◆ The task
Pick out every line in the records below that contains the word "white" and copy each one.

(Position annotation records)

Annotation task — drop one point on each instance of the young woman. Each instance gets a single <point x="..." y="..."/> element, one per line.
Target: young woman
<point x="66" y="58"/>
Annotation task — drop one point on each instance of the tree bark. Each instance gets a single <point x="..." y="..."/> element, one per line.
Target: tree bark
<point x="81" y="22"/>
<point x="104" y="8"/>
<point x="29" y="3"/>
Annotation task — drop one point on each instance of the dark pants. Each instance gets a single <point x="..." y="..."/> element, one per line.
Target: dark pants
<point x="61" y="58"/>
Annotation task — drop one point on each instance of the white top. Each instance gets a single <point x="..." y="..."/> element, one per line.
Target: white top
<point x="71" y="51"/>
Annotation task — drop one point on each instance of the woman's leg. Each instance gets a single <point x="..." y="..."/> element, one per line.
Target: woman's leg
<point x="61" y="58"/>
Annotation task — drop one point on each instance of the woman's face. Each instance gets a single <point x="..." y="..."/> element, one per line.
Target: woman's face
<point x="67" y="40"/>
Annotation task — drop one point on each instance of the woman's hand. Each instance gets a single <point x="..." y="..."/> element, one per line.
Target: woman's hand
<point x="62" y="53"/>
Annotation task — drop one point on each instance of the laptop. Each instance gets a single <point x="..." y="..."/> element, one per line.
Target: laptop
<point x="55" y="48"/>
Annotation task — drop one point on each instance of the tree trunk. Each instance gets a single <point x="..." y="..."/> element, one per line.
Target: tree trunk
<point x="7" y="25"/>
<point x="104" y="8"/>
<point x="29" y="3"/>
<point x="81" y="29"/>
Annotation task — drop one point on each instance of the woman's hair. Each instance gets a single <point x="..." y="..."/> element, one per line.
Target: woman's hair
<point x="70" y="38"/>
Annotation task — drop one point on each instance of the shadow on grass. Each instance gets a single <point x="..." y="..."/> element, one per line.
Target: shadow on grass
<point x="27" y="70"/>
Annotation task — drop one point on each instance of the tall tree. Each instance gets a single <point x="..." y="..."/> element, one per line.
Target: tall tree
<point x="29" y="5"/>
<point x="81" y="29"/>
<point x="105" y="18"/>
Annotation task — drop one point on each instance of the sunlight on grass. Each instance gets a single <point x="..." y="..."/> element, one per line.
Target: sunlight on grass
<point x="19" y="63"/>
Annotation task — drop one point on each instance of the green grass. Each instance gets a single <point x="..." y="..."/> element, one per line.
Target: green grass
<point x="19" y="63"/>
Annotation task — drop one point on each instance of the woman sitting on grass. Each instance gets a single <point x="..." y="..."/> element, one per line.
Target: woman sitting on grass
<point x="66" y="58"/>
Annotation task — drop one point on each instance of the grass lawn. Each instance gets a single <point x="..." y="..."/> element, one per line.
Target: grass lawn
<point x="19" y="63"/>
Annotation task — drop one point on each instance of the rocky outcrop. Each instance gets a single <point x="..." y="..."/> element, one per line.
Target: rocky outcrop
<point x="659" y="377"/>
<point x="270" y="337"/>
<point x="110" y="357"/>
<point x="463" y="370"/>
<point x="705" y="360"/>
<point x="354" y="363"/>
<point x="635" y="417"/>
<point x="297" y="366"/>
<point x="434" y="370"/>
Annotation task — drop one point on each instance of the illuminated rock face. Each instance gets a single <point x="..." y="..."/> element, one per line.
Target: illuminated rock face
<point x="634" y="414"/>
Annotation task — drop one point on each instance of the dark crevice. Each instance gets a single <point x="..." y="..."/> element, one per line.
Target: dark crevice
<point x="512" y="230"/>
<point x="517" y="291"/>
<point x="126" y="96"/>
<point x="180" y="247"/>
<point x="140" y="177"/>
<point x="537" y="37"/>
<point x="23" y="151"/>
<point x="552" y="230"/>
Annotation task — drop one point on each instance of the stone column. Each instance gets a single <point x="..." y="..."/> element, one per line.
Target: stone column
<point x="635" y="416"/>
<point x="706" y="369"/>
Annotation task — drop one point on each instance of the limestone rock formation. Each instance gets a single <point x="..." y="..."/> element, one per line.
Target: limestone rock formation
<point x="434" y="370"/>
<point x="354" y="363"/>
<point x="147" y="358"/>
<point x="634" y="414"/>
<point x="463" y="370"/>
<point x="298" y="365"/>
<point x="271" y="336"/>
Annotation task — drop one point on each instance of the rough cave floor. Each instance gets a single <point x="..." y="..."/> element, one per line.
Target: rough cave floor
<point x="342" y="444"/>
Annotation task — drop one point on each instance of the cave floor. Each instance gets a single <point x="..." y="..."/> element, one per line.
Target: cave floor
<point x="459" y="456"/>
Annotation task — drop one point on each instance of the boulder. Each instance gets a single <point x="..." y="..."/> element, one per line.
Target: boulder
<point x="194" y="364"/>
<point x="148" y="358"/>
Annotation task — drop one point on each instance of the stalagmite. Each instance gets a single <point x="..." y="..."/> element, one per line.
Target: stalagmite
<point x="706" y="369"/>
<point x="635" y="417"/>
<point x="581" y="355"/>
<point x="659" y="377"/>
...
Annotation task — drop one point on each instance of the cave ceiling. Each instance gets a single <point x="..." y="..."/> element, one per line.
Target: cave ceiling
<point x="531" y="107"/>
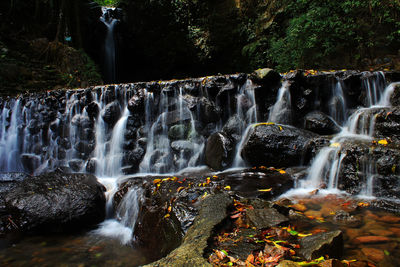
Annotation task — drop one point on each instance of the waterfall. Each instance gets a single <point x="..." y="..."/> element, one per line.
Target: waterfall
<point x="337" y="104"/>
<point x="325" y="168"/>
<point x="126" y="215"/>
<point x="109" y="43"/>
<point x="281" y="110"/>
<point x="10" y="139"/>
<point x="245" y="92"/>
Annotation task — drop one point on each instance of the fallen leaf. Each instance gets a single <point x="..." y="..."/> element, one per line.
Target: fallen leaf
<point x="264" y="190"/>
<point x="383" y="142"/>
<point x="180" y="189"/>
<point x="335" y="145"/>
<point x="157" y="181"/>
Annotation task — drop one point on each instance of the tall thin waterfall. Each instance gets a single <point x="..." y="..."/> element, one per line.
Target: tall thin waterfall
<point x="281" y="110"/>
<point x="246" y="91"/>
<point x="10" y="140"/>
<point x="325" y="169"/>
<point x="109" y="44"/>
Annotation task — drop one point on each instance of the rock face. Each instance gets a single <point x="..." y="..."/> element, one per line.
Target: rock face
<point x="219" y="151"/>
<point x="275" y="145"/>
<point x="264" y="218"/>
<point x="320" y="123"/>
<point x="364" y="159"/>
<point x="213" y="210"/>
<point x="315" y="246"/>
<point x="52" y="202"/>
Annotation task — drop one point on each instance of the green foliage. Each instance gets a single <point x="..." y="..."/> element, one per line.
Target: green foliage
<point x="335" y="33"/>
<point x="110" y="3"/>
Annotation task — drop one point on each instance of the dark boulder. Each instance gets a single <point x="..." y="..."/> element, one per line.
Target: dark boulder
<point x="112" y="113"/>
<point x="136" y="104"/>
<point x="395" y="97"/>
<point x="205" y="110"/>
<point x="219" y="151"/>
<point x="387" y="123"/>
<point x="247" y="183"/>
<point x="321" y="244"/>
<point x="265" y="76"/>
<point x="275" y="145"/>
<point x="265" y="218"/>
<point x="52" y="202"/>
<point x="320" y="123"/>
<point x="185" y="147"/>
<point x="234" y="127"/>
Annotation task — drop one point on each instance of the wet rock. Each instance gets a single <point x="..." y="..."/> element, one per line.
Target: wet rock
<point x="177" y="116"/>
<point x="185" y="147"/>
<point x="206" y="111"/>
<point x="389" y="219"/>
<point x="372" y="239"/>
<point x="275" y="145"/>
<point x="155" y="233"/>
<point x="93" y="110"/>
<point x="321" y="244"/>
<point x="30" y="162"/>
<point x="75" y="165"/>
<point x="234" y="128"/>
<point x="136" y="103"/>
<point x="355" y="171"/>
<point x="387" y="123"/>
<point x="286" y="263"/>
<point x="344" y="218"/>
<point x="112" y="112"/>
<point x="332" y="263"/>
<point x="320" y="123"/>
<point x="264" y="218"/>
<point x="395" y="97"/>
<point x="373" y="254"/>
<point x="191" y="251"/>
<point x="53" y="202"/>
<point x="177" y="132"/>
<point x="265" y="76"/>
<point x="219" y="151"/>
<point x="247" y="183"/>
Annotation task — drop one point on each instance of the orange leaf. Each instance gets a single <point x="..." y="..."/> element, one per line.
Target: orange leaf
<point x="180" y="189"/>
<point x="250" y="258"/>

◆ Exercise solution
Annotation task — drop one point on each instance of the white top. Each instance gets a single <point x="..." y="..."/> element, one per line.
Target: white top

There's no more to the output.